* **Text extract**
☆ ☆ ☆ ☆

Old Europe – From Neolithic to Bronze Age

Egyptian Pyramids in SE Ukraine - Shakhtarsk, Donetska

Merheleva Ridge (Ukrainian: Мергелева гряда, also transliterated Mergeleva) is the site of an Eneolithic temple and burial complex consisting primarily of four large stone mounds or kurgans situated near Perevalsk, Luhansk oblast, Ukraine, about 30 km to the west-to-southwest of the city of Luhansk.

The complex was built in about 4000 BC, corresponding to the Dnieper-Donets or early Yamna culture, and remained in use throughout the Bronze Age and well into the Iron Age, until 5th century BC Sarmatia. It was discovered in 2004, and the discovery officially announced on 7 September 2006.

Archaeologists in Ukraine have unearthed the remains of an ancient pyramidal structure that pre-dates those in Egypt by at least 300 years. The stone foundations of the structure, which probably resembled Aztec and Mayan ziggurats in South America, were discovered near the eastern city of Lugansk.

It is thought they were laid about five millennia ago during the early Bronze Age by animists who worshipped a sun god. The “pyramid” is in fact a complex of temples and sacrificial altars topping a sculpted hillside with steps on its sides.

Viktor Klochko, head of the excavation, said the discovery was of international significance. “This is the first monument of its age and kind found in eastern Europe,” he told the Guardian. “It changes our whole conception of the social structure and the level of development of the cattle breeders and farmers who were the direct ancestors of most European peoples.”

There are about 100 pyramids in Egypt, and the remains of Mesopotamian pyramids are preserved in Iraq and Iran. Ziggurats are also found in Mexico, and the Nubians built pyramids as burial sites for monarchs in the Nile valley. But pyramid structures are rare in Europe. One of the few is a Roman-era pyramid near Nice, France, that may have built by legionnaires involved in an Egyptian cult.

☆ ☆ ☆ ☆

* **Source excerpt**
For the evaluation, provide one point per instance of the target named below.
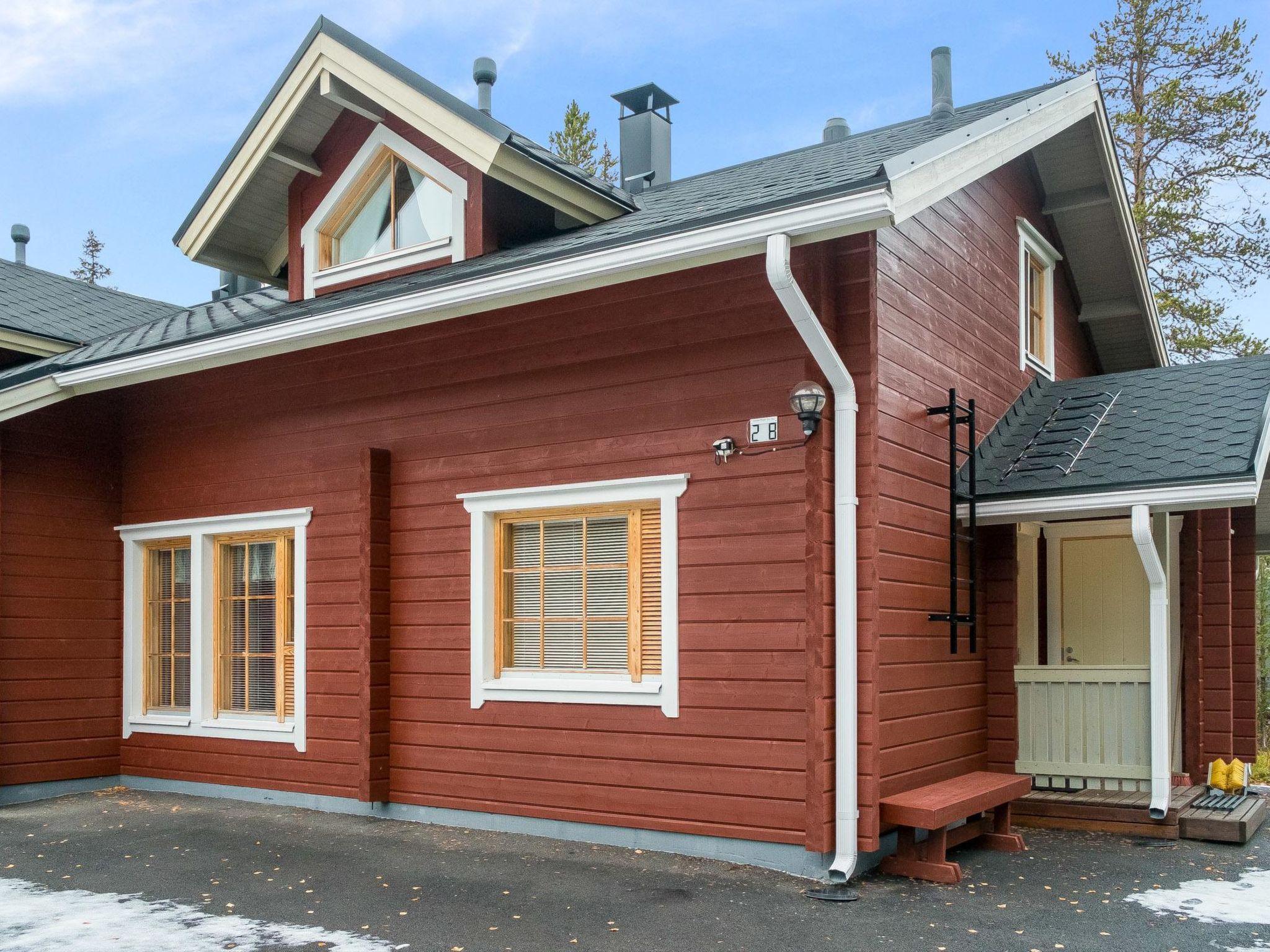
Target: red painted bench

☆ ☆ ☆ ☆

* **Goals**
**A.** Reproduce the Merheleva Ridge text from "Archaeologists in Ukraine" to "on its sides.".
**B.** In one to three sentences, explain why Viktor Klochko considered the find in the Merheleva Ridge text to be of international significance.
**C.** Carry on writing the Merheleva Ridge text from its final sentence.
The material has nothing to do with the Merheleva Ridge text.

* **Answers for the tasks**
**A.**
Archaeologists in Ukraine have unearthed the remains of an ancient pyramidal structure that pre-dates those in Egypt by at least 300 years. The stone foundations of the structure, which probably resembled Aztec and Mayan ziggurats in South America, were discovered near the eastern city of Lugansk.

It is thought they were laid about five millennia ago during the early Bronze Age by animists who worshipped a sun god. The “pyramid” is in fact a complex of temples and sacrificial altars topping a sculpted hillside with steps on its sides.

**B.** He said it was the first monument of its age and kind found in eastern Europe. He added that it changes the whole conception of the social structure and level of development of the cattle breeders and farmers who were the direct ancestors of most European peoples.

**C.**
Although graves have been found at the Lugansk site, archaeologists think it was used for sacrifice by burning, rather than as a burial ground. “People lived in the surrounding valleys and climbed up it to carry out their ceremonies,” said Mr Klochko. “They had a pagan cult that bowed down to the sun, as did the ancestors of the Slavs.”

Remains of sacrifice victims, ashes and ceramics have been found at the site, but no jewellery or treasure. The three-quarters of a square mile complex, which was an estimated 60 metres (192ft) high, was probably used for about 2,000 years.

“What surprised me most is the scale of this enormous complex,” Stanislav Mogilny, a student working on the excavation, told Russian television. It’s just incredible – a titanic feat.”

Initial reports indicated that archaeologists had discovered a pyramidal structure.

Klochko blamed the press: “I’m not sure where the pyramid idea came from – the media got it wrong,” says Klochko. “We didn’t find anything like an Egyptian pyramid. Though the site is on a hill. But it’s interesting enough in its own right.”

– It was a case of the media getting over-excited, and getting it wrong. It was not a pyramid, but a series of kurgans – burial mounds – and temple structures, on top of a natural hill.

Bronze Age pyramid found in Ukraine

From the Trenches – Fact Check – Ukrainian “Pyramid”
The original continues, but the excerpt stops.